(DATA FOR THIS EXERCISE Opens)

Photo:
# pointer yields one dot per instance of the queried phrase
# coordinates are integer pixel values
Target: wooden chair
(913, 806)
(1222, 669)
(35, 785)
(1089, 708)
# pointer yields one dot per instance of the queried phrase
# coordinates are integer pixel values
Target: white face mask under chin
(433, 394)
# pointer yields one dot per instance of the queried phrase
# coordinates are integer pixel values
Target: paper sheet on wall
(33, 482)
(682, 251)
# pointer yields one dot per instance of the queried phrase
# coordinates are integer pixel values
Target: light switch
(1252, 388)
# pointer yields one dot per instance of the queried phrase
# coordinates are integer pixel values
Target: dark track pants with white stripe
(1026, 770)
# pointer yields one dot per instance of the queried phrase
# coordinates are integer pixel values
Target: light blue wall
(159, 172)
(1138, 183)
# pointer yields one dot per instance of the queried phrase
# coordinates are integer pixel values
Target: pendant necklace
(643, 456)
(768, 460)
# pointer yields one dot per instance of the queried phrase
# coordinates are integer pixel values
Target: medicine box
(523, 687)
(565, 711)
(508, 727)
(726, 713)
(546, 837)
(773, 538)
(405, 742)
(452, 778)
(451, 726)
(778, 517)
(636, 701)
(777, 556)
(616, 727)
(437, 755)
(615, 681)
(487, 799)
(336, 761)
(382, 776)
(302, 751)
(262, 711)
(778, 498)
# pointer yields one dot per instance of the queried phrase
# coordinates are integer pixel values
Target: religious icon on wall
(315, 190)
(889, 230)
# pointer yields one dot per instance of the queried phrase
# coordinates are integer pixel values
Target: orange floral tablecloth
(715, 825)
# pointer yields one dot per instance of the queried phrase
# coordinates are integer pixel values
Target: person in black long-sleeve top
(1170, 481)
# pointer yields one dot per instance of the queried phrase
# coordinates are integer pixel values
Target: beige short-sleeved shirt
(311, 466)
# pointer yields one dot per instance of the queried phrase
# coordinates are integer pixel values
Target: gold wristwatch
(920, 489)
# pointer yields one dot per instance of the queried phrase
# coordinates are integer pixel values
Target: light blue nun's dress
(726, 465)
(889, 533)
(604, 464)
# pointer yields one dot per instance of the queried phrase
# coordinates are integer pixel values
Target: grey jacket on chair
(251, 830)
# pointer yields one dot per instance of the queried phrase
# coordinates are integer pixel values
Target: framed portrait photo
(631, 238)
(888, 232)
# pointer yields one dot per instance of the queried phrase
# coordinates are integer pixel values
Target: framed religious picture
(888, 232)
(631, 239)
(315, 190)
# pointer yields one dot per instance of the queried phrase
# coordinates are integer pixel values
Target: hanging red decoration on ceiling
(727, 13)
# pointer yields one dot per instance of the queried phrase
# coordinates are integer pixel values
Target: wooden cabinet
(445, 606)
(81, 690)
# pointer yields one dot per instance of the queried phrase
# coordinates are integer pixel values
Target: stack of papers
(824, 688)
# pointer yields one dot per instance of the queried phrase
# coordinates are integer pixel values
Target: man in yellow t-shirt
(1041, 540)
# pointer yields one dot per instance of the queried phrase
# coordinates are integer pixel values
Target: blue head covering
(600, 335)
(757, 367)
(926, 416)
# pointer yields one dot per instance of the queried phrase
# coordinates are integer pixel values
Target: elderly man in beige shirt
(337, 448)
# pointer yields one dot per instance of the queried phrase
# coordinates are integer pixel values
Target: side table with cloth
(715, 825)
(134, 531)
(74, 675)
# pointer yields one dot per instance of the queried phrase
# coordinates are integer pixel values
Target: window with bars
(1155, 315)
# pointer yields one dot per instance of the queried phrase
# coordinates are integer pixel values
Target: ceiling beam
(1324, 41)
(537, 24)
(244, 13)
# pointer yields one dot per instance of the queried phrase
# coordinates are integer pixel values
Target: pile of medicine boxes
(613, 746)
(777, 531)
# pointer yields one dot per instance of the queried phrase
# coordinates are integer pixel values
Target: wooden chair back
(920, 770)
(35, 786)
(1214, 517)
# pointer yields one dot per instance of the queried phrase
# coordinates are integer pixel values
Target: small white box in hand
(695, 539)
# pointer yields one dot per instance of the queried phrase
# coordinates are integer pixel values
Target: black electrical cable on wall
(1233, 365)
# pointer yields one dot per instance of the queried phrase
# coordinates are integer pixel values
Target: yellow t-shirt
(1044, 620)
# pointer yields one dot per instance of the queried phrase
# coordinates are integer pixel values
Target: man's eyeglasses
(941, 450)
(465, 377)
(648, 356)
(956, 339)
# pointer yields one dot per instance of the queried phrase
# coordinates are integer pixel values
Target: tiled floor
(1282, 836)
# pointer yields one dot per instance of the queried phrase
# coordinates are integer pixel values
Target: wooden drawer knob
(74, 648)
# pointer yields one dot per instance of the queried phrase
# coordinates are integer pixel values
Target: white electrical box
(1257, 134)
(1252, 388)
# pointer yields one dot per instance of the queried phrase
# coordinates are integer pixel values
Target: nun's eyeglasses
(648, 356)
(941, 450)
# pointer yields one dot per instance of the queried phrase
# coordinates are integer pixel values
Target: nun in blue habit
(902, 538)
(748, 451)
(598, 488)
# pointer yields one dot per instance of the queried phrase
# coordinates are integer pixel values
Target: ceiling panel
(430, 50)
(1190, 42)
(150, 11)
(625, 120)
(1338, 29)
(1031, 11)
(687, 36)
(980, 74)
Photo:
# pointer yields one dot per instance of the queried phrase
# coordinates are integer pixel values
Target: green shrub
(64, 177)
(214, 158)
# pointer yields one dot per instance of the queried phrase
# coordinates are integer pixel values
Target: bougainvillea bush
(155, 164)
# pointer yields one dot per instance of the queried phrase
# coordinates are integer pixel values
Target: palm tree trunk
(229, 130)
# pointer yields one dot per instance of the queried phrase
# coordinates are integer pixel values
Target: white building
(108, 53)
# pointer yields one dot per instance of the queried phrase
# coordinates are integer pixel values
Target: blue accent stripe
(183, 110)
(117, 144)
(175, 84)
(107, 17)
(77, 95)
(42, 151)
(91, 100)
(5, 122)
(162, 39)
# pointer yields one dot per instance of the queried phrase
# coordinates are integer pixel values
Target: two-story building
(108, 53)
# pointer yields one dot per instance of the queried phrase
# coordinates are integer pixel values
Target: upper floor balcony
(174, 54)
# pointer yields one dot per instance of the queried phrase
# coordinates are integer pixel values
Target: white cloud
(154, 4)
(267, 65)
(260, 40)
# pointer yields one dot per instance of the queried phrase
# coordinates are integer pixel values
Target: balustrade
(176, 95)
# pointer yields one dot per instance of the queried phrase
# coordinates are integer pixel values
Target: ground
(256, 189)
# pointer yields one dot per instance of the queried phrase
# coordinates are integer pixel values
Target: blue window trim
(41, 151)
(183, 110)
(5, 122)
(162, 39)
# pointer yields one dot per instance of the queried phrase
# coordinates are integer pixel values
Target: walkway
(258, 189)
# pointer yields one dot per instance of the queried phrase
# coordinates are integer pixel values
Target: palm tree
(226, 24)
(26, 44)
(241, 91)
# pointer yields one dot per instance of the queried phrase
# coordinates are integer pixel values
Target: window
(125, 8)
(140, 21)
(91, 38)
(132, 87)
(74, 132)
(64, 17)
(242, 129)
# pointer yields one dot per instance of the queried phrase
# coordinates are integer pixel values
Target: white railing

(DATA FOR THIS EXERCISE Closes)

WHAT YOU HAVE TO DO
Transcribe every line of the records, keeping each one exact.

RESPONSE TO THE EXERCISE
Photo:
# pointer yields one dot per instance of the queried phrase
# coordinates are integer pixel values
Target: wooden chair
(913, 806)
(1222, 669)
(35, 785)
(1089, 708)
# pointer yields one dot per instance of the queried phrase
# coordinates are integer pixel values
Target: white face mask under chin
(433, 394)
# pointer yields one dot per instance of the queried phrase
# coordinates are integer pixel values
Target: paper sheet on wall
(33, 482)
(682, 251)
# pointer yields one dot per instance of the queried phrase
# coordinates are integer pixel values
Target: light switch
(1252, 388)
# pointer yields one dot per instance of the queried phrase
# coordinates are integer pixel values
Target: dark track pants with white stripe
(1026, 770)
# pointer yields one dot per instance of the queried phrase
# coordinates are integer pixel values
Target: light blue wall
(159, 172)
(1138, 183)
# pointer yields one dot per instance of the queried phrase
# coordinates are integer pixel values
Target: pendant necklace
(643, 456)
(768, 460)
# pointer yields one dot per instance of the queried phrase
# coordinates are integer pixel values
Target: medicine box
(523, 687)
(565, 711)
(508, 727)
(726, 713)
(546, 837)
(773, 538)
(405, 742)
(452, 778)
(451, 726)
(778, 517)
(636, 701)
(777, 556)
(616, 727)
(437, 755)
(615, 681)
(487, 799)
(336, 761)
(382, 776)
(302, 751)
(262, 711)
(778, 498)
# pointer yields one dot per instance of the queried phrase
# coordinates are integer pixel values
Target: religious icon on wall
(315, 190)
(889, 230)
# pointer yields one dot per instance of the queried phrase
# coordinates are integer pixel values
Target: orange floral tablecloth
(715, 825)
# pointer yields one dot per instance of the queried phrase
# coordinates are integer pixel values
Target: person in black long-sleeve top
(1170, 481)
# pointer yields one dot per instance of the queried phrase
# coordinates are integer pixel values
Target: beige short-sleeved shirt
(311, 466)
# pointer yields one dot per instance of the queried phrase
# coordinates are integer pixel values
Target: gold wristwatch
(920, 489)
# pointer yields one dot per instance of the queried phrase
# coordinates are integer pixel values
Target: light blue nun's dress
(726, 465)
(889, 533)
(604, 464)
# pointer yields one dot per instance of the queried phrase
# coordinates are integer pixel values
Target: grey jacket on chair
(251, 830)
# pointer yields one dot per instance of the queried phrase
# coordinates are integer pixel values
Target: framed portrait photo
(631, 238)
(888, 232)
# pointer yields one dot per instance of the queried phrase
# coordinates are integer pixel values
Target: framed religious picture
(888, 232)
(631, 239)
(315, 190)
# pointer yields one dot per instance of the queried phrase
# coordinates are integer pixel values
Target: hanging red decoration on ceiling
(727, 13)
# pointer yields one dot per instance of the queried phrase
# coordinates are integer pixel values
Target: wooden cabinet
(445, 606)
(81, 690)
# pointer yields one dot per instance of the queried phrase
# coordinates are integer pixel values
Target: stack of papers
(824, 688)
# pointer yields one dot per instance of the queried phrase
# coordinates are integer pixel values
Target: man in yellow t-shirt
(1041, 540)
# pointer yields one dot per instance of the queried phrase
# coordinates are integer pixel values
Target: blue head covering
(600, 335)
(757, 367)
(926, 416)
# pointer yields one dot per instance of the queried phrase
# coordinates are integer pixel values
Target: elderly man in beige shirt
(337, 448)
# pointer yields one dot per instance of the queried phrase
# coordinates are integer pixel values
Target: side table with cloth
(715, 825)
(134, 531)
(74, 675)
# pointer yields one dot per instance of the queried phrase
# coordinates are integer pixel values
Target: window with bars
(1155, 315)
# pointer yields one dot per instance of the queried phrase
# coordinates are integer pixel values
Target: ceiling beam
(1324, 41)
(537, 24)
(244, 13)
# pointer yields one dot per instance of the queried phrase
# coordinates are integer pixel values
Target: pile of medicine boxes
(613, 746)
(777, 531)
# pointer yields one dot per instance of the queried phrase
# coordinates are integer pixel values
Target: wooden chair back
(920, 770)
(35, 786)
(1214, 517)
# pointer yields one dot per instance of the queried phrase
# coordinates are integer pixel values
Target: small white box in hand
(695, 539)
# pointer yields one dot per instance of the queried phrase
# coordinates are integer pixel values
Target: black electrical cable on wall
(1233, 365)
# pointer yields one dot per instance of the queried phrase
# coordinates are integer pixel values
Target: yellow t-shirt
(1044, 620)
# pointer yields one dot per instance of the queried phrase
# coordinates are integer pixel values
Target: man's eyeglasses
(941, 450)
(465, 377)
(648, 356)
(956, 339)
# pointer yields one dot per instance of the queried phrase
# coordinates are integer pixel values
Target: tiled floor
(1282, 836)
# pointer yields one dot per instance of the queried phrase
# coordinates are integer pixel values
Target: wooden drawer knob
(74, 648)
# pointer yields one dot per instance of the queried phrase
# coordinates are integer pixel values
Target: white electrical box
(1257, 134)
(1252, 388)
# pointer yields one dot per instance of the queried phrase
# coordinates are integer pixel values
Target: nun's eyeglasses
(648, 356)
(941, 450)
# pointer yields one dot per instance of the queried phrase
# coordinates are integer pixel values
Target: nun in blue habit
(902, 538)
(748, 451)
(598, 488)
# pointer yields one dot per instance of the queried phrase
# coordinates are integer pixel values
Target: ceiling panel
(430, 50)
(1190, 42)
(150, 11)
(625, 120)
(1338, 29)
(1031, 11)
(687, 36)
(980, 74)
Photo:
# pointer yields one dot per instance of the queried phrase
# coordinates are integer pixel values
Target: green shrub
(64, 177)
(214, 158)
# pointer yields one dot per instance of the queried phrase
# coordinates are integer pixel values
Target: bougainvillea bush
(155, 164)
# pointer yields one dot per instance of the queried phrase
# coordinates are integer pixel values
Target: palm tree trunk
(229, 130)
# pointer yields one dot per instance of the queried phrase
# coordinates are integer pixel values
Target: white building
(108, 53)
# pointer yields one dot per instance of the queried phrase
# coordinates are integer pixel values
Target: blue accent stripe
(183, 110)
(117, 144)
(175, 84)
(107, 17)
(77, 95)
(42, 151)
(91, 100)
(5, 122)
(162, 39)
# pointer yields one dot per instance of the queried phrase
# coordinates are integer pixel values
Target: two-story building
(108, 53)
# pointer yields one dot per instance of the queried phrase
# coordinates are integer pixel values
Target: upper floor balcony
(174, 54)
# pointer yields one dot per instance of the queried phrase
# coordinates are integer pixel values
Target: white cloud
(154, 4)
(267, 65)
(260, 40)
# pointer yields one dot per instance of the queried phrase
# coordinates are integer pixel values
Target: balustrade
(176, 95)
# pointer yields one dot per instance of the queried phrase
# coordinates are integer pixel values
Target: ground
(256, 189)
# pointer yields one dot per instance of the queried phrase
# coordinates are integer pixel values
Target: blue window trim
(41, 151)
(183, 110)
(5, 122)
(162, 39)
# pointer yields one dot per instance of the queried phrase
# coordinates are integer pixel values
Target: walkway
(258, 189)
# pointer yields one dot per instance of the queried phrase
# coordinates are integer pixel values
Target: palm tree
(226, 24)
(26, 44)
(241, 91)
# pointer yields one dot per instance of the queried phrase
# coordinates are integer pixel values
Target: window
(125, 8)
(140, 21)
(91, 38)
(132, 87)
(74, 132)
(64, 17)
(242, 129)
# pointer yields one dot per instance of the queried phrase
# coordinates are integer pixel values
Target: white railing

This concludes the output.